§ **作業指示**:
#1 白馬雪倉スキーツアーの記録から、「記録のアップが遅くなって申し訳ありません。」という語句を含む箇所を起点に書き写し、「っていたが確かにその通りだ。」まで写したところで止めてください。
#2 白馬雪倉スキーツアーの記録に照らして、次の三つの記述が合っているかどうかをそれぞれ「はい」か「いいえ」で答え、判断の決め手となる本文の語句を正確に引用してください。(a) 一行は夜行列車のムーンライトで白馬へ向かった。(b) 集合場所は新宿駅の9番線だった。(c) 天気予報では雨の日が続くとされていた。

------ 出典文書 ------

GW白馬雪倉スキーツアー






面子: 4松尾* L成田* 3坂田 水野 宮崎* 2F大橋 WH陳 E村瀬

PEAKSに載っていたGWの山行記録です。ご覧いただいた方、ありがとうございます。
記録のアップが遅くなって申し訳ありません。

今年のGW後半は好天に恵まれ、絶好の山スキー日和!
柳又谷源頭と雪倉北面の滑走は想像をはるかに超える解放感で、爽快でした。

雪倉岳山頂にて。白馬・旭をバックに




2013/5/2()
新宿駅23:54(ムーンライト信州81)5:40白馬駅
今回はムーンライトでアプローチ。23:40に新宿駅9番線に集合。明日から白馬にスキーツアーに行くのだ。しかも4日連続晴れの予報ときたら、このウキウキ感は言葉で表しようもない。新宿の時点でこんなにテンションの上がる山行は初めてだ。おまけに夜行列車アプローチは雰囲気満点で、今回のようなクラシックなスキーツアーにはぴったり。北アに行くのにムーンライト乗らないと始まりませんよ、とか大橋が言っていたが確かにその通りだ。

------ データ一覧 ------

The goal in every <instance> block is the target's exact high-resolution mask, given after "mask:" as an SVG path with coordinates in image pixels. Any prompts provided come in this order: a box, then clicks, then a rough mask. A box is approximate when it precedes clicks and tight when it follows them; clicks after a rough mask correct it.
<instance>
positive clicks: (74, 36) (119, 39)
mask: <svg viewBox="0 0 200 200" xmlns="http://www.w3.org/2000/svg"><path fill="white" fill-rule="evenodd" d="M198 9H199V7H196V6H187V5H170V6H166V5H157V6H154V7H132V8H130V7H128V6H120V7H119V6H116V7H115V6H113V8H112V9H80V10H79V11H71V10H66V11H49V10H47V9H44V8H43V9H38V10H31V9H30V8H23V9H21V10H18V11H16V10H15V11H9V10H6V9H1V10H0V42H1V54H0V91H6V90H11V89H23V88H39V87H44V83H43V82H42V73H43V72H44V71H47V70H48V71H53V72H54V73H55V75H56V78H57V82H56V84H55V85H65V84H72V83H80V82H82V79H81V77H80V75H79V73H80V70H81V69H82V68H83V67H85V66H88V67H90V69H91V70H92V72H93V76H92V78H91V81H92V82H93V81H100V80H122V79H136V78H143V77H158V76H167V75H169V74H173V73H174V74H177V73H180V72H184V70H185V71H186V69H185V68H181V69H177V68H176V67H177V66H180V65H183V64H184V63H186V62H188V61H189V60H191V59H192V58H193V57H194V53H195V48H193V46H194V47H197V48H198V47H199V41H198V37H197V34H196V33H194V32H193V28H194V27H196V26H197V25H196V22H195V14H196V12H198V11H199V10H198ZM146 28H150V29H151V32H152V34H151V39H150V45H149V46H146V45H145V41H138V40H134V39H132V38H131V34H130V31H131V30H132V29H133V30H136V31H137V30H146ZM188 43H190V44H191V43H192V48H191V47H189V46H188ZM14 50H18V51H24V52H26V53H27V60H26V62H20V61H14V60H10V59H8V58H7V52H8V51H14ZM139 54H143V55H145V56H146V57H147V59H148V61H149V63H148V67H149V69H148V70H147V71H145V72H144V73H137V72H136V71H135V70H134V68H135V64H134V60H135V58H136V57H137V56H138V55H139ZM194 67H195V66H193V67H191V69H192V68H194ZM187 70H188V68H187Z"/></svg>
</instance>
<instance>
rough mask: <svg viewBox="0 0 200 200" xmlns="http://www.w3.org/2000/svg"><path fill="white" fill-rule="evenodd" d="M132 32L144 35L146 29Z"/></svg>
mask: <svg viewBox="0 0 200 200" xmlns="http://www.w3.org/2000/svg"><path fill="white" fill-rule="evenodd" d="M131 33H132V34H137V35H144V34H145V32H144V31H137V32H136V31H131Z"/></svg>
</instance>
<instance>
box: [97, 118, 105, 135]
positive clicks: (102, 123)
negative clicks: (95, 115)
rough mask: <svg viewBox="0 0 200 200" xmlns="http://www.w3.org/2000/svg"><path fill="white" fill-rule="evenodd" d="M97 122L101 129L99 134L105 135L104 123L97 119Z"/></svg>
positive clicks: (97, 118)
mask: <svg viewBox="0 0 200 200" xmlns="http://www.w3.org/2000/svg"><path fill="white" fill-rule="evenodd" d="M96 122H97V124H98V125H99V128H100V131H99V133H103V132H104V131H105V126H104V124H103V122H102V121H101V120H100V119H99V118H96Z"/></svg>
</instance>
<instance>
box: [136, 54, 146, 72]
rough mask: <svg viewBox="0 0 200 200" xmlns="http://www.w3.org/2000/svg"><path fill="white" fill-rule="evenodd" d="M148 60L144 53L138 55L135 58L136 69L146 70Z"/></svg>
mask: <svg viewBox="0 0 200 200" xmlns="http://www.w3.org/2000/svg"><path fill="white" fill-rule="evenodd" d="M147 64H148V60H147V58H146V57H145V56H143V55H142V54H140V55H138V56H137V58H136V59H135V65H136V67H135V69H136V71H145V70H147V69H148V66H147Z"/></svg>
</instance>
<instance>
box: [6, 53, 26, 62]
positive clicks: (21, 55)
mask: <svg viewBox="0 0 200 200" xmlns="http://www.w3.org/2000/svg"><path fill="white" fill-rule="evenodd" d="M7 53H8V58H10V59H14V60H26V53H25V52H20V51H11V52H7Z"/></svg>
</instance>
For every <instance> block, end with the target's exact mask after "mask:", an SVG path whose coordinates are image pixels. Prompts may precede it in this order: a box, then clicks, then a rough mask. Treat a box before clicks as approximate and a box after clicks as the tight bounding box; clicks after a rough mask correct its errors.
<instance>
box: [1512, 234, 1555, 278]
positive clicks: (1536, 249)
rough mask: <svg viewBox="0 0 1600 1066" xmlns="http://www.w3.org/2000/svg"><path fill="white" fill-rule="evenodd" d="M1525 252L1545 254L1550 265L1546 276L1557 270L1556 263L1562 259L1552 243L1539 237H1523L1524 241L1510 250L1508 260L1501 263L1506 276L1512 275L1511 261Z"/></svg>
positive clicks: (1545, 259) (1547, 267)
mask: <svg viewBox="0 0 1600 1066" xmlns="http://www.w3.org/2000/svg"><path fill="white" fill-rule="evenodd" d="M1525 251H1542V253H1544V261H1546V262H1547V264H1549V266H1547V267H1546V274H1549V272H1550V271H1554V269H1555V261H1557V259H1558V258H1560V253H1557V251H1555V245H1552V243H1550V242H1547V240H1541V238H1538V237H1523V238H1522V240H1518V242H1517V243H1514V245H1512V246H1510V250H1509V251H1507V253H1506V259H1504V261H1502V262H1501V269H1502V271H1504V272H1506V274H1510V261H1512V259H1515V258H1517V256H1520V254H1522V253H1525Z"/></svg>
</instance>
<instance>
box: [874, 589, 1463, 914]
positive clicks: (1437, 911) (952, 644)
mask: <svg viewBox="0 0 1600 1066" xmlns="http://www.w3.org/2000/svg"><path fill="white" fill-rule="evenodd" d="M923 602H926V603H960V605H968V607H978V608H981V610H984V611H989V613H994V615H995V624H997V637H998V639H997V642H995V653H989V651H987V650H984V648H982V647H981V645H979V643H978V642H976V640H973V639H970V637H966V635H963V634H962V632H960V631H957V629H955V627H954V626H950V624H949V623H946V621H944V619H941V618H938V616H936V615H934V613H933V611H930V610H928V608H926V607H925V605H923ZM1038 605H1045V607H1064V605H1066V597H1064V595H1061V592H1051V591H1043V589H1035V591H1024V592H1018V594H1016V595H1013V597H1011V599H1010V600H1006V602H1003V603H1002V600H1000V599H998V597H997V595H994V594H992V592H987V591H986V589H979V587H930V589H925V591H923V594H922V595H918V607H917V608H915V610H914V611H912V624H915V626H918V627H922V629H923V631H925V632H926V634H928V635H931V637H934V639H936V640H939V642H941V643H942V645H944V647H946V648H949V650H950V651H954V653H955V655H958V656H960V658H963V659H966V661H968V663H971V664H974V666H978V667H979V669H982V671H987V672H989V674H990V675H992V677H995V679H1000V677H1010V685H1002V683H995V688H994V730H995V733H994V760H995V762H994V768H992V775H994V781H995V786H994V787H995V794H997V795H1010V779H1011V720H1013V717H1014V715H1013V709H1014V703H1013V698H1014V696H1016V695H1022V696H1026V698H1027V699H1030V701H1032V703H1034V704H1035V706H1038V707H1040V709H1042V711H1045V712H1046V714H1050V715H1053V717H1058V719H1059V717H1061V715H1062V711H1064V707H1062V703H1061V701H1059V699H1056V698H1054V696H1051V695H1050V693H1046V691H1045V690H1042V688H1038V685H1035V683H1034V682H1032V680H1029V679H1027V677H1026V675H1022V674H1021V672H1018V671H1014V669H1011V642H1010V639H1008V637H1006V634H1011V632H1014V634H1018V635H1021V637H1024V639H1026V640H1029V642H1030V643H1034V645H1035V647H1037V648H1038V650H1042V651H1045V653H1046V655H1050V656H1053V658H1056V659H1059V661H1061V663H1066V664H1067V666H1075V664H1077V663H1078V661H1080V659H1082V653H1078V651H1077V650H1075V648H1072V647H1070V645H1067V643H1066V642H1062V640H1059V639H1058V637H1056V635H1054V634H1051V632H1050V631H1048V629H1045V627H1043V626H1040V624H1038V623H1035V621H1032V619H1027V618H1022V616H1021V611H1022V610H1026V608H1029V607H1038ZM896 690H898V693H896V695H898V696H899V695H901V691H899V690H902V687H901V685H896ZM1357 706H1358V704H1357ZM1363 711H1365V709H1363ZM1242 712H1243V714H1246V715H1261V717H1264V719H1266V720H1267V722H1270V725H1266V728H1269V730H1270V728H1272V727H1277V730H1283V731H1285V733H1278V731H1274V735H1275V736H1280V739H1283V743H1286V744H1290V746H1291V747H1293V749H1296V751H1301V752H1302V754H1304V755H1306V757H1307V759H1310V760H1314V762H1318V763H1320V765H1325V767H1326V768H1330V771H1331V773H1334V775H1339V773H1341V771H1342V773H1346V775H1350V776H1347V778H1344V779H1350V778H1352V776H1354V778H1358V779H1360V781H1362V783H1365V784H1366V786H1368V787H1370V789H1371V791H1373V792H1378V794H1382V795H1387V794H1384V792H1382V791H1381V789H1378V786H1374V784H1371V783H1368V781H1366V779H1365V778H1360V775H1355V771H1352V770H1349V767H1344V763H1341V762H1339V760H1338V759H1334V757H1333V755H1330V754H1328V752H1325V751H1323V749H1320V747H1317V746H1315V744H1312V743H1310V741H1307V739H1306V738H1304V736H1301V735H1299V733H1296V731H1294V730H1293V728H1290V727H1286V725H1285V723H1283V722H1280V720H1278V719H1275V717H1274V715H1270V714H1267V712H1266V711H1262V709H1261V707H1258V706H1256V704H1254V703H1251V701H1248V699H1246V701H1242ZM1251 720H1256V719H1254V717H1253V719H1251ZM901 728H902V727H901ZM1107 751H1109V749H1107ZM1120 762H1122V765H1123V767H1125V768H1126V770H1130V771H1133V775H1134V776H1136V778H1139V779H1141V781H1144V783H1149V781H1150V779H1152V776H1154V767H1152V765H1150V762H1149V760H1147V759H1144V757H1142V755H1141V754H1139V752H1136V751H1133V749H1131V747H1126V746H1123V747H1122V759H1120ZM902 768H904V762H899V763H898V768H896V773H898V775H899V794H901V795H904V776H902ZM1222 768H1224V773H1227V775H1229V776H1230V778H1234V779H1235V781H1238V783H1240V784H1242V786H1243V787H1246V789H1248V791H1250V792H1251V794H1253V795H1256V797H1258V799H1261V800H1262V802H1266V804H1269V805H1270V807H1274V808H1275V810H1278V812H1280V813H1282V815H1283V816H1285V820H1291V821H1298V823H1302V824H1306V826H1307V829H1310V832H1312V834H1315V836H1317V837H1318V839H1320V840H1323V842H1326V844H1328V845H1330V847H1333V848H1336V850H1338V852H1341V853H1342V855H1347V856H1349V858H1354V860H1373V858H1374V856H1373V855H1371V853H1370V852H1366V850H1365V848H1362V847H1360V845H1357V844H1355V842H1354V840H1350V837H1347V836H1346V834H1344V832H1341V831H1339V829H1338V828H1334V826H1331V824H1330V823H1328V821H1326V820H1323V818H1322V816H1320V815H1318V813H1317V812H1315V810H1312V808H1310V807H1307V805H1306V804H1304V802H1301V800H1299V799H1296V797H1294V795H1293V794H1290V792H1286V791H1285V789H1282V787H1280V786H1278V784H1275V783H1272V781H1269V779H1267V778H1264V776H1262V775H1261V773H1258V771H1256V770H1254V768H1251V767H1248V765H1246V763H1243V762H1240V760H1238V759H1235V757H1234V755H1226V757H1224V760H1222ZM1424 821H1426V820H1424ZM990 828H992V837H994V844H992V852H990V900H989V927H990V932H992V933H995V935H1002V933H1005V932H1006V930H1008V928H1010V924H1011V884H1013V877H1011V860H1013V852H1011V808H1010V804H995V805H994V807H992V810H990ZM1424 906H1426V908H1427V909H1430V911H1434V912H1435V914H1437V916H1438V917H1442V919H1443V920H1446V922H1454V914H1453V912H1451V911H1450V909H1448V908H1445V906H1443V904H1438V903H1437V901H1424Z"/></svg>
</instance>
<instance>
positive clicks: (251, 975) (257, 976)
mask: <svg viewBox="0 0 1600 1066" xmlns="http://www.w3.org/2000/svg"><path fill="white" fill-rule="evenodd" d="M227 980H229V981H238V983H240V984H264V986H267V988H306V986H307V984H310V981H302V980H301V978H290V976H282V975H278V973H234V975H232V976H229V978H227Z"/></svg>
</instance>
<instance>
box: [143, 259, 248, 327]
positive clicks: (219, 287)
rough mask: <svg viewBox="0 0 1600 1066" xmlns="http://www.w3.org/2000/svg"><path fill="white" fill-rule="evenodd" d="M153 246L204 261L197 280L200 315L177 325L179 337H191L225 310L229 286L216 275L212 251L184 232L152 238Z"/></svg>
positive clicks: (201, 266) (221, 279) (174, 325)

------

§ **解答**:
#1
記録のアップが遅くなって申し訳ありません。

今年のGW後半は好天に恵まれ、絶好の山スキー日和!
柳又谷源頭と雪倉北面の滑走は想像をはるかに超える解放感で、爽快でした。

雪倉岳山頂にて。白馬・旭をバックに




2013/5/2()
新宿駅23:54(ムーンライト信州81)5:40白馬駅
今回はムーンライトでアプローチ。23:40に新宿駅9番線に集合。明日から白馬にスキーツアーに行くのだ。しかも4日連続晴れの予報ときたら、このウキウキ感は言葉で表しようもない。新宿の時点でこんなにテンションの上がる山行は初めてだ。おまけに夜行列車アプローチは雰囲気満点で、今回のようなクラシックなスキーツアーにはぴったり。北アに行くのにムーンライト乗らないと始まりませんよ、とか大橋が言っていたが確かにその通りだ。

#2
(a) はい。「今回はムーンライトでアプローチ。」とある。
(b) はい。「23:40に新宿駅9番線に集合。」とある。
(c) いいえ。「4日連続晴れの予報」とある。